**Reading passage:**
# # # # #

This follows a Cabinet decision to allow 100 per cent FDI in single brand retail under automatic route, while also easing local sourcing norms.
Industry players welcomed the development saying it would help attract more foreign investments in the sector and boost the economy and generate employment.
Till date, 49 per cent FDI was allowed under automatic route, while beyond that government approval was required.
"It has now been decided to permit 100 per cent FDI under automatic route for SBRT (single brand retail trading)," the government said in a statement.
Under the relaxed norms, a foreign retailer will be able to get credit from incremental increase in sourcing for its global operations from India towards the mandatory 30 per cent local sourcing requirement for its business in the country.
"What the government has said is that the single brand retailers, who are also sourcing from India for their global markets for the incremental increase in their global sourcing, will be given credit for five years," DIPP Secretary Ramesh Abhishek told reporters here.
He, however, said, "They will have to comply with the 30 per cent local sourcing requirement."

# # # # #

**What to work on:**
Reproduce word for word the section of the passage on foreign investment in single brand retail that starts with the words "Industry players welcomed" and finishes with "in a statement.". The material that comes next is separate from the passage on foreign investment in single brand retail.

**Entries provided:**
# # # # #

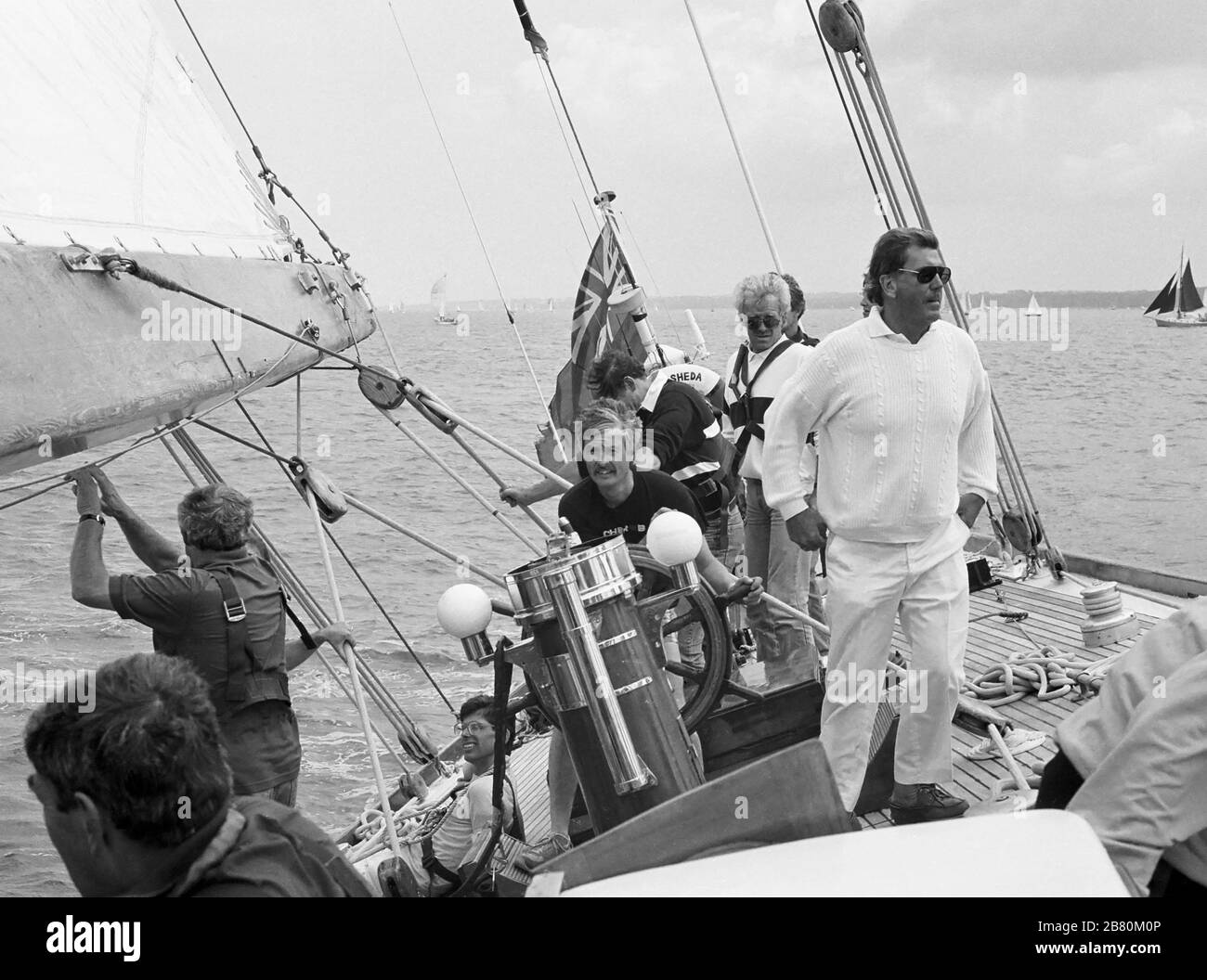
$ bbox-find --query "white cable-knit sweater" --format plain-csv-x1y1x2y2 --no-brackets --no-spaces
761,308,997,543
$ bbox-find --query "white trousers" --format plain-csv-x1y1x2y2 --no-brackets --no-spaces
821,515,969,810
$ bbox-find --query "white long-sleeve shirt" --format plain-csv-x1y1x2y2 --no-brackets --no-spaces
761,308,997,543
720,341,817,481
1057,599,1207,896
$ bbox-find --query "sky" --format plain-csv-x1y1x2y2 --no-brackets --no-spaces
151,0,1207,303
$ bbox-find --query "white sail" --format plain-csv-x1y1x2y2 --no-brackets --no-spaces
0,0,290,258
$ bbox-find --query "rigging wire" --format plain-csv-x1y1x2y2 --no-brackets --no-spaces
616,209,687,350
389,3,570,461
683,0,784,273
219,402,456,715
532,51,599,241
157,430,427,748
805,0,892,229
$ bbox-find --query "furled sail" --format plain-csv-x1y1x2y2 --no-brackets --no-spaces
1144,273,1178,316
0,0,290,258
1177,261,1203,313
0,0,373,474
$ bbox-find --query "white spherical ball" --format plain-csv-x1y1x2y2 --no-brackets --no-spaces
646,510,704,565
435,582,494,639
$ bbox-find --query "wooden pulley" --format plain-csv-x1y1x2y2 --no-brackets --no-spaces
357,367,407,408
817,0,860,55
289,457,347,523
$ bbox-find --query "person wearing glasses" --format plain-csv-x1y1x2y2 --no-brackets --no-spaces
763,228,997,823
721,273,818,687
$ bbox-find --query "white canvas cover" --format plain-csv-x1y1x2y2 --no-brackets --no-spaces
0,0,289,258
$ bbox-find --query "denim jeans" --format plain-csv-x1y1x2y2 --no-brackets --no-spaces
746,479,817,683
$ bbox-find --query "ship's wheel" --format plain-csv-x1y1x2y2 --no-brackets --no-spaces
526,545,733,731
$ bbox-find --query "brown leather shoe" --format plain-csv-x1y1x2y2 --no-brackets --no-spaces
889,782,968,824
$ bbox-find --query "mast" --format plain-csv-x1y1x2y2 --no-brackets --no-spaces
1174,241,1187,317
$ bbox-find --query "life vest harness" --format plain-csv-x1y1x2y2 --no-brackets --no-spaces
419,774,524,895
725,339,793,473
197,569,290,715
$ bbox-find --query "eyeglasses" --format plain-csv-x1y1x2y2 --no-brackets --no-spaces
897,265,951,286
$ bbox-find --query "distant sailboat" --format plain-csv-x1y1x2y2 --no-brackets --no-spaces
1144,252,1207,327
432,273,456,324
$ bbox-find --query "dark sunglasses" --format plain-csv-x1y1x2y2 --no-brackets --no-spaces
897,265,951,286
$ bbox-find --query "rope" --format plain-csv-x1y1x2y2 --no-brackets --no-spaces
616,209,687,350
173,432,437,763
532,51,599,236
216,402,456,726
0,332,302,510
305,486,402,860
965,644,1118,707
390,3,558,460
174,0,357,275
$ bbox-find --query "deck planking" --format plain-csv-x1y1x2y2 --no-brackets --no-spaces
508,581,1174,841
860,569,1174,828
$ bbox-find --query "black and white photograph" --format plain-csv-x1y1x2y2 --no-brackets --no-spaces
0,0,1207,946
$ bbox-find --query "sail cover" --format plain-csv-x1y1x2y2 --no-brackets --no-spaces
0,0,290,258
1143,273,1178,315
1182,262,1203,313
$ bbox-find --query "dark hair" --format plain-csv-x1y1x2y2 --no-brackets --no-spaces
863,228,939,306
176,483,253,551
456,694,515,751
587,350,646,398
780,273,805,310
25,653,230,847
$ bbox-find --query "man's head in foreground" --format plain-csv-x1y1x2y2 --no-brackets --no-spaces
25,653,230,896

# # # # #

**Solution to this exercise:**
Industry players welcomed the development saying it would help attract more foreign investments in the sector and boost the economy and generate employment.
Till date, 49 per cent FDI was allowed under automatic route, while beyond that government approval was required.
"It has now been decided to permit 100 per cent FDI under automatic route for SBRT (single brand retail trading)," the government said in a statement.